-- Opening Marker --

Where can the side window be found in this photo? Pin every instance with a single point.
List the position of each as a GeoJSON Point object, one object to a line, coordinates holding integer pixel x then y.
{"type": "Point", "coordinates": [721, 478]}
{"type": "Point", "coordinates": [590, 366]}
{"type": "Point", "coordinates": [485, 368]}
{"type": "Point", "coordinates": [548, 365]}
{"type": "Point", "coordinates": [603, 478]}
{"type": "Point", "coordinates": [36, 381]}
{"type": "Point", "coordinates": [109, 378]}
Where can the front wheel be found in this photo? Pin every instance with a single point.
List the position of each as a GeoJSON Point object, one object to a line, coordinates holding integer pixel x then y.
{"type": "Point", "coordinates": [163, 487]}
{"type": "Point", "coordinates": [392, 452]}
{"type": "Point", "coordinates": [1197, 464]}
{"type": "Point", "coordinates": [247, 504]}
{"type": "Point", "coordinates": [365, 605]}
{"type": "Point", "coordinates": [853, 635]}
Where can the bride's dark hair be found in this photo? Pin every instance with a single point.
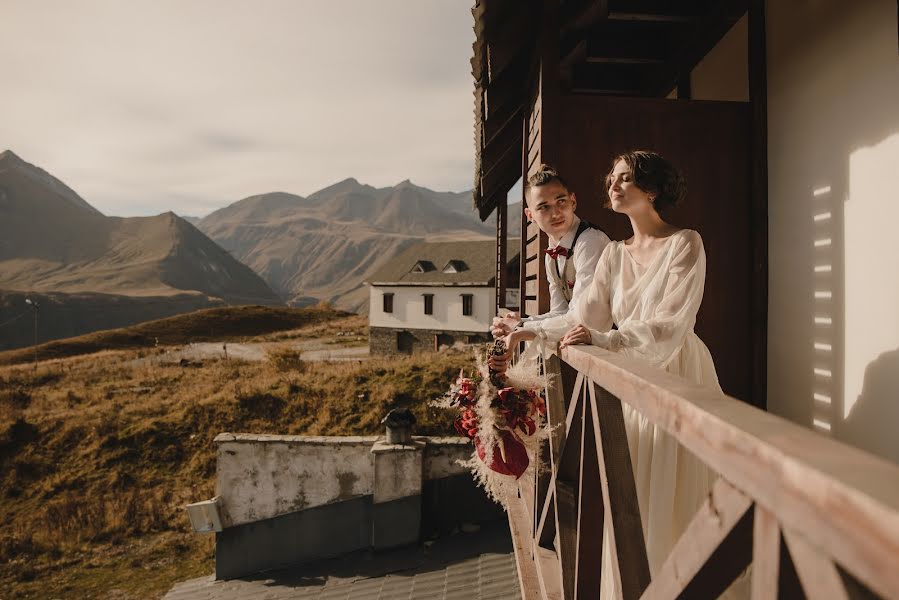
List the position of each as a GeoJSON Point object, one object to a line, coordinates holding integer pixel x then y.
{"type": "Point", "coordinates": [655, 175]}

-- Closing Marker --

REQUIRED ACTION - What the answer must hold: all the data above, given again exactly, without pictures.

EXERCISE ANSWER -
Where can the side window be found in this photo? Pin every instance with a single point.
List the position of each as a GeoJSON Point object, one object to a line, coordinates holding integer pixel x then y.
{"type": "Point", "coordinates": [721, 478]}
{"type": "Point", "coordinates": [590, 366]}
{"type": "Point", "coordinates": [485, 368]}
{"type": "Point", "coordinates": [548, 365]}
{"type": "Point", "coordinates": [603, 478]}
{"type": "Point", "coordinates": [36, 381]}
{"type": "Point", "coordinates": [109, 378]}
Where can the front wheel be found in this photo? Pin every instance with a single point.
List the position of each as a GeoJSON Point object, one object to a line, coordinates holding integer pixel x then y.
{"type": "Point", "coordinates": [163, 487]}
{"type": "Point", "coordinates": [392, 452]}
{"type": "Point", "coordinates": [1197, 464]}
{"type": "Point", "coordinates": [247, 504]}
{"type": "Point", "coordinates": [365, 605]}
{"type": "Point", "coordinates": [853, 635]}
Where can the bride's dark hair be found in this photo? Pin every instance with a single point.
List the position of each as a GeoJSON Point object, one object to a line, coordinates holding integer pixel x then y.
{"type": "Point", "coordinates": [655, 175]}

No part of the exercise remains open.